Task material ::
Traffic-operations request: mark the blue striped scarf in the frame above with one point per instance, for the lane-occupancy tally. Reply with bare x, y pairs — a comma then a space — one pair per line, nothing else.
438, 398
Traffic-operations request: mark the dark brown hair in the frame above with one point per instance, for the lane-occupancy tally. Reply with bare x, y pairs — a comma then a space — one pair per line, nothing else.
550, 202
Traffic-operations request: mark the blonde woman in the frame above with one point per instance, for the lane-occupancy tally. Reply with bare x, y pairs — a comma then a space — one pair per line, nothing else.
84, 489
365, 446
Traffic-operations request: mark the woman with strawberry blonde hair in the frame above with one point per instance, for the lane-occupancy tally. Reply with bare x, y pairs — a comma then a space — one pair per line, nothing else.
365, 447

Exercise objective ::
Turn every one of the rows above into a numbered list, one line per item, and skip any blank lines.

Result ::
1. Traffic-operations request: mark the blue striped scarf in the frame above with one point per instance, for the lane-occupancy tally. Reply with bare x, y pairs — a comma then a space — one pair per line, nothing else.
2. 438, 398
3. Traffic-operations request: mark the dark brown hair in the frame above with one point per instance, for the lane-occupancy tally. Reply with bare x, y pairs — a comma then a space — one pair per line, nothing else.
4. 550, 202
5. Traffic-operations request: mark the blonde woman in the frame above with one point per instance, for the lane-occupancy tally. Reply with bare x, y pairs — a comma then a space — one pair per line, nothing else.
6. 84, 489
7. 365, 446
8. Traffic-operations request: mark the woman with strawberry blonde hair in the frame above with one point per instance, for the lane-occupancy tally. Reply with bare x, y pairs — a comma then a space — one pair per line, nothing else.
9. 365, 447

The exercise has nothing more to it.